## DATA EXTRACT
== Segment start ==

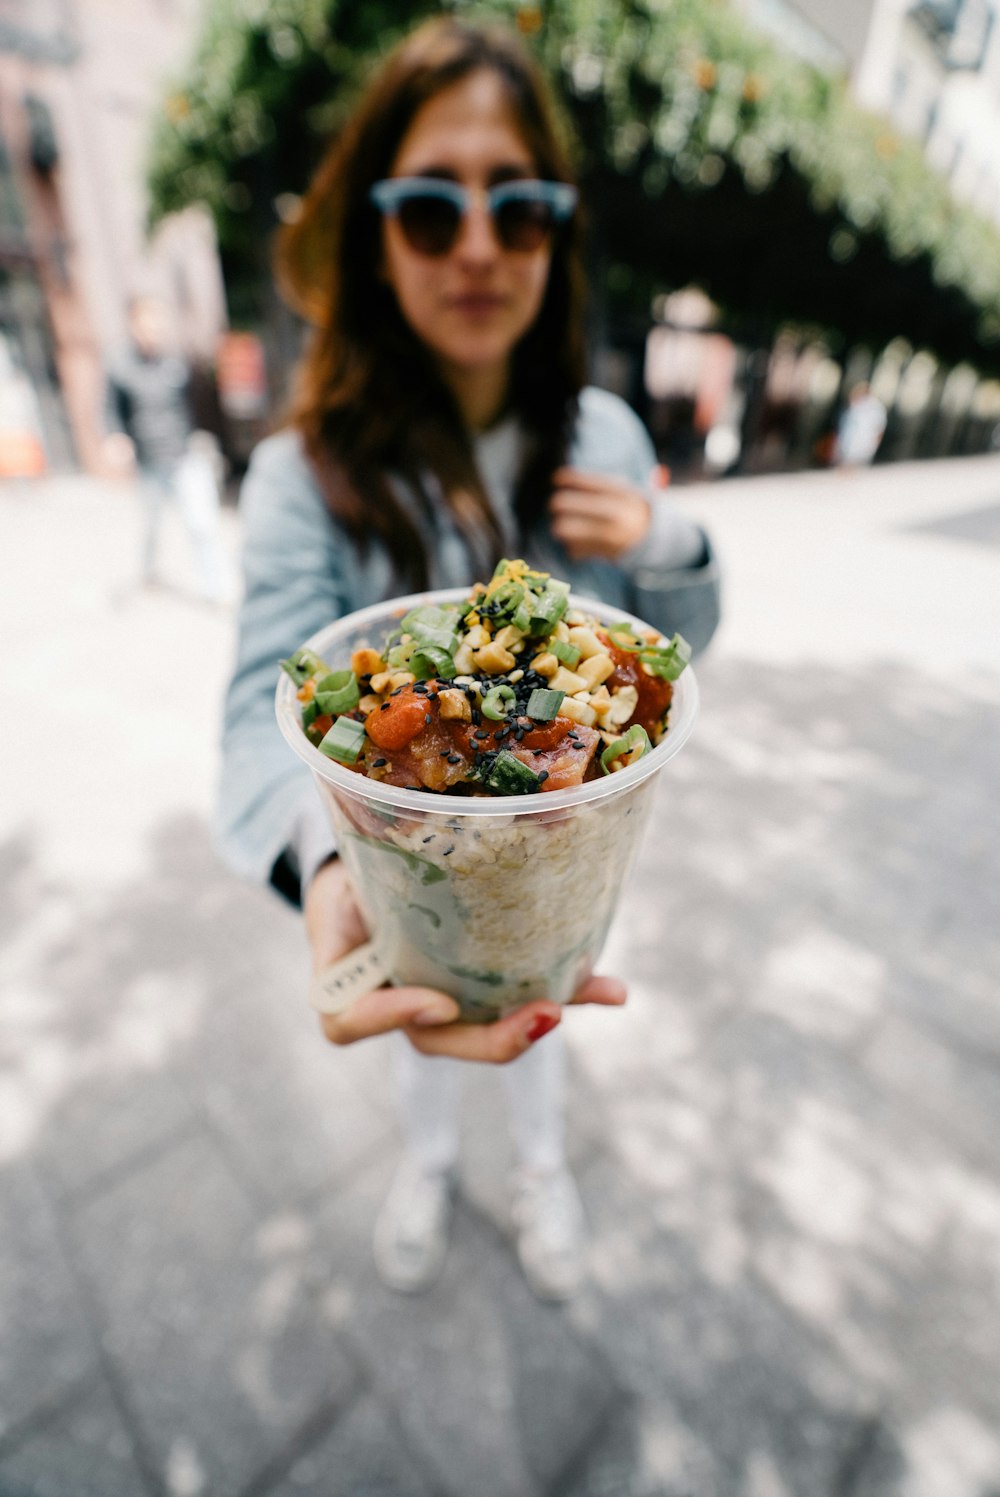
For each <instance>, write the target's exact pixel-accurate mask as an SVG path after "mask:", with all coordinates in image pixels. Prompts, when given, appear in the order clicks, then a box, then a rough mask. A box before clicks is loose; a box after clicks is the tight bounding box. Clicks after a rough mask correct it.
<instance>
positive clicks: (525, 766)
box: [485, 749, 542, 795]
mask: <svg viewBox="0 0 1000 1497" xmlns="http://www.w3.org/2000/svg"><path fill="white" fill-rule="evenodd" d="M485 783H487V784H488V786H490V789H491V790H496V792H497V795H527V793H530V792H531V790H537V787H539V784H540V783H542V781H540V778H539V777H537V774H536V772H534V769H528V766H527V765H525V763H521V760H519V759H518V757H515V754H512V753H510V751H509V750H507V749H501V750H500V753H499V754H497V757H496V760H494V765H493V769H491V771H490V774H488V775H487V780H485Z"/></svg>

== Segment end ==

## WHAT YOU WILL DO
Give these entries again with every "rough mask" replaced by "coarse mask" and everything else unchanged, leaving out the pictures.

## ANSWER TO THE EXERCISE
For each <instance>, write the target's exact pixel-accurate mask as an SVG path after "mask:", with all coordinates in image pixels. Prompts, when given, appear in the order clicks, then a box, then a coarse mask. A box before clicks is loose; a box after clicks is the tight bounding box. Clicks after a coarse mask correct it.
<instance>
positive clicks: (525, 766)
box: [485, 749, 542, 795]
mask: <svg viewBox="0 0 1000 1497" xmlns="http://www.w3.org/2000/svg"><path fill="white" fill-rule="evenodd" d="M485 783H487V784H488V786H490V789H491V790H496V792H497V795H527V793H530V792H531V790H537V787H539V784H540V783H542V781H540V778H539V777H537V774H536V772H534V769H528V766H527V765H525V763H521V760H519V759H518V757H515V754H512V753H510V751H509V750H507V749H501V750H500V753H499V754H497V757H496V760H494V765H493V769H491V771H490V774H488V775H487V780H485Z"/></svg>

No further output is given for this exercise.